(Region pointing data)

= Beginning of Section =

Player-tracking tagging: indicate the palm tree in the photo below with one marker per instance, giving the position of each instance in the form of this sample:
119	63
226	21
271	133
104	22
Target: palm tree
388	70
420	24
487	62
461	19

= End of Section =

**What the task requires**
Give the entries again in full, with nothing changed.

**Expected answer**
Player-tracking tagging: indicate the palm tree in the photo below with one marker per instance, giving the position of each instance in the form of this sample:
119	63
226	21
271	133
104	22
Target: palm tree
388	70
420	24
487	62
461	19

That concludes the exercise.